__Text segment__:
┌──
The Immigration and Naturalization Act of 1965, also known as the Hart-Celler Act, abolished an earlier quota system based on national origin and established a new immigration policy based on reuniting immigrant families and attracting skilled labor to the United States. Over the next four decades, the policies put into effect in 1965 would greatly change the demographic makeup of the American population, as immigrants entering the United States under the new legislation came increasingly from countries in Asia, Africa and Latin America, as opposed to Europe.
Immigration and Naturalization Act of 1965
By the early 1960s, calls to reform U.S. immigration policy had mounted, thanks in no small part to the growing strength of the civil rights movement. At the time, immigration was based on the national-origins quota system in place since the 1920s, under which each nationality was assigned a quota based on its representation in past U.S. census figures. The civil rights movement’s focus on equal treatment regardless of race or nationality led many to view the quota system as backward and discriminatory. In particular, Greeks, Poles, Portuguese and Italians–of whom increasing numbers were seeking to enter the U.S.–claimed that the quota system discriminated against them in favor of Northern Europeans. President John F. Kennedy even took up the immigration reform cause, giving a speech in June 1963 calling the quota system “intolerable.”
After Kennedy’s assassination that November, Congress began debating and would eventually pass the Immigration and Naturalization Act of 1965, co-sponsored by Representative Emanuel Celler of New York and Senator Philip Hart of Michigan and heavily supported by the late president’s brother, Senator Ted Kennedy of Massachusetts. During Congressional debates, a number of experts testified that little would effectively change under the reformed legislation, and it was seen more as a matter of principle to have a more open policy. Indeed, on signing the act into law in October 1965, President Lyndon B. Johnson stated that the act “is not a revolutionary bill. It does not affect the lives of millions….It will not reshape the structure of our daily lives or add importantly to either our wealth or our power.”
└──
__Supplied information__:
┌──
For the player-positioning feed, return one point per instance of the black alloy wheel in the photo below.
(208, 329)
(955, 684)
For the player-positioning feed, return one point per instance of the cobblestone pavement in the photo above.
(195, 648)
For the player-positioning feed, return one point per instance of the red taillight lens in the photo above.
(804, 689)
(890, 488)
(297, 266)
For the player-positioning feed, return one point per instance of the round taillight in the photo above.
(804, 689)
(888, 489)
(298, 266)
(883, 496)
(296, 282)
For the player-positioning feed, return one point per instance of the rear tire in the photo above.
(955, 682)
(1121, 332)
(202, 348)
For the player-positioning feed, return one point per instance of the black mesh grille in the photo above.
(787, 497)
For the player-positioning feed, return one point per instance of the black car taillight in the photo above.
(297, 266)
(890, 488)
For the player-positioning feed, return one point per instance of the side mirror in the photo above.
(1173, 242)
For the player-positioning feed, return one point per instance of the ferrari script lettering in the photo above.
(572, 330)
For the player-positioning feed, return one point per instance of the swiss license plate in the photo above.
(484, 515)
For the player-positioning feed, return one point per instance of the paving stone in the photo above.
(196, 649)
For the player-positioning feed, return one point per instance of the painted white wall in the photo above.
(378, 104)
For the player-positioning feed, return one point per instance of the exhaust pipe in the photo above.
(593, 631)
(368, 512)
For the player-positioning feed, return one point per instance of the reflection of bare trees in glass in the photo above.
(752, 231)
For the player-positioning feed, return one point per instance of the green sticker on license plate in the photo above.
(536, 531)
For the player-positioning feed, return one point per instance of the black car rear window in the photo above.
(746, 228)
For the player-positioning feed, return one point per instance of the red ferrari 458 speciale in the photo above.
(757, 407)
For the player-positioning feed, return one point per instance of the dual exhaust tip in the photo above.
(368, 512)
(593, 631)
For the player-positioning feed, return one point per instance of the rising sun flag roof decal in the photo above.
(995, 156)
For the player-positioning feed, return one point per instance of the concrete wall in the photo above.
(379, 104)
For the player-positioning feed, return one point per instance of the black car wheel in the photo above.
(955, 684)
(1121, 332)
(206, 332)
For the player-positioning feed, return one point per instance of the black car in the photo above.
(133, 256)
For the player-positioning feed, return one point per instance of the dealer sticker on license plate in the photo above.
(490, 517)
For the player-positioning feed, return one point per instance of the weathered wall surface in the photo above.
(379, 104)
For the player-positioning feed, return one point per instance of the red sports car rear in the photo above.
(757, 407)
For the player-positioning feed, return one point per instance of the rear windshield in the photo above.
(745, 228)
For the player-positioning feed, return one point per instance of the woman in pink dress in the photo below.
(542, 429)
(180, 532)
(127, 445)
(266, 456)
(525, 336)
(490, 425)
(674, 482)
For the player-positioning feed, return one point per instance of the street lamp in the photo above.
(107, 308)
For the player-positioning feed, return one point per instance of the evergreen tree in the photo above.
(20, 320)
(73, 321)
└──
__Work to do__:
1) In the immigration act passage, in what month and year did President Lyndon B. Johnson sign the act into law?
2) Reproduce the part of the immigration act passage starting with "The Immigration and Naturalization Act of 1965, also" and going on through "opposed to Europe.".
3) According to the immigration act passage, which nationalities claimed that the quota system discriminated against them in favor of Northern Europeans?
The data can be left aside here.

__Answers for the tasks__:
1) October 1965

2)
The Immigration and Naturalization Act of 1965, also known as the Hart-Celler Act, abolished an earlier quota system based on national origin and established a new immigration policy based on reuniting immigrant families and attracting skilled labor to the United States. Over the next four decades, the policies put into effect in 1965 would greatly change the demographic makeup of the American population, as immigrants entering the United States under the new legislation came increasingly from countries in Asia, Africa and Latin America, as opposed to Europe.

3) Greeks, Poles, Portuguese, Italians